_SET TASK_: Copy out the stretch of the listing below from the line containing "# point at: canal wall (one per instance)" through the final line, word for word and including both ends.

── DATA ROWS ──

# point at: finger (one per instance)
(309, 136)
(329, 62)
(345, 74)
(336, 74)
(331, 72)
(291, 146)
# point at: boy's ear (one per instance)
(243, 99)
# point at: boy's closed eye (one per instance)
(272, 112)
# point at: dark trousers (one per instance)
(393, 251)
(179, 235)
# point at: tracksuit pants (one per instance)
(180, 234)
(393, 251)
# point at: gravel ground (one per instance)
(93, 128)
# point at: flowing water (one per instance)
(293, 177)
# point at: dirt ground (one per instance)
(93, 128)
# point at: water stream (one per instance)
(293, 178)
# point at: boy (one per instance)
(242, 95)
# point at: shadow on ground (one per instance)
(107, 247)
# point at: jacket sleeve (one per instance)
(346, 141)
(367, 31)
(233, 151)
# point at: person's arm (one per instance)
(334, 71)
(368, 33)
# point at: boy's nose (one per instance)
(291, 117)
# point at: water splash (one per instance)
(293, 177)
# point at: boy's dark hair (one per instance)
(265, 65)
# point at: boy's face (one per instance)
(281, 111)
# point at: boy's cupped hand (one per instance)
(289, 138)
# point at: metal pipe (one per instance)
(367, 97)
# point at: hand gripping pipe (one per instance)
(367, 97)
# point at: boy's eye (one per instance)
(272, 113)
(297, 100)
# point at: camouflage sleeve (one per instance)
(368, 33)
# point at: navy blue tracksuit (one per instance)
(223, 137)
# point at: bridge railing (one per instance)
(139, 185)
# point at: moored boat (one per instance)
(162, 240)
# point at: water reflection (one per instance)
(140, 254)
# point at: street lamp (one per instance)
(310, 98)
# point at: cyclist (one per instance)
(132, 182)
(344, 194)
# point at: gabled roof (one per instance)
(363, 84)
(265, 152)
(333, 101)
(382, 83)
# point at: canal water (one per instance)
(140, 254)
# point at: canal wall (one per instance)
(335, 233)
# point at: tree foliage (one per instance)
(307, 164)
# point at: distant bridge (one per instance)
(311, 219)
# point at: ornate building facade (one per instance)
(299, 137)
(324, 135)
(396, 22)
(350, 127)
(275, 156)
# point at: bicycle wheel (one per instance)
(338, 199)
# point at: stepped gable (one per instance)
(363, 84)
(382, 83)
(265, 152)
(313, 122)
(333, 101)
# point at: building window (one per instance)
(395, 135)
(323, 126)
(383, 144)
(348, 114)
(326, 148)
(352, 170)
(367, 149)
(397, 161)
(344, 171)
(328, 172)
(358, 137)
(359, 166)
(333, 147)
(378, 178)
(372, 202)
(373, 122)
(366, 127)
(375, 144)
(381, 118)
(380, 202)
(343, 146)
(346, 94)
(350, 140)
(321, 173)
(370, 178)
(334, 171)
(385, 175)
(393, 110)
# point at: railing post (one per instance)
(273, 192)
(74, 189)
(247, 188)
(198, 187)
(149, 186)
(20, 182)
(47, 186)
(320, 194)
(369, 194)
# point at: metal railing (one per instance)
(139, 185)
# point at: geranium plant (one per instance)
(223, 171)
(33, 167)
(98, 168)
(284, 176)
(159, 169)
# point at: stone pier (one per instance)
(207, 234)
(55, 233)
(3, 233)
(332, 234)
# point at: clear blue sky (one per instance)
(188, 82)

───

_TASK RESPONSE_:
# point at: canal wall (one per instance)
(335, 233)
# point at: tree foliage (one per instance)
(307, 164)
# point at: distant bridge (one per instance)
(311, 219)
# point at: ornate building facade (one per instance)
(299, 137)
(324, 135)
(396, 22)
(350, 127)
(275, 156)
# point at: bicycle wheel (one per instance)
(338, 199)
# point at: stepped gable (one per instance)
(363, 84)
(382, 83)
(265, 152)
(313, 122)
(333, 101)
# point at: building window (one per instance)
(395, 135)
(323, 126)
(383, 144)
(348, 114)
(326, 148)
(352, 170)
(367, 149)
(397, 161)
(344, 171)
(328, 172)
(358, 137)
(359, 166)
(333, 147)
(378, 178)
(372, 202)
(373, 122)
(366, 127)
(375, 144)
(381, 118)
(380, 202)
(343, 146)
(346, 94)
(350, 140)
(321, 173)
(370, 178)
(334, 171)
(385, 175)
(393, 110)
# point at: railing post (one per instance)
(273, 192)
(74, 189)
(247, 188)
(198, 187)
(149, 186)
(20, 182)
(47, 186)
(320, 194)
(369, 194)
# point at: metal railing (one per instance)
(139, 185)
# point at: geranium plant (one per instance)
(223, 171)
(33, 167)
(98, 168)
(284, 176)
(159, 169)
# point at: stone pier (one per instance)
(207, 234)
(55, 233)
(3, 233)
(332, 234)
# point at: clear blue sky (one per instance)
(188, 82)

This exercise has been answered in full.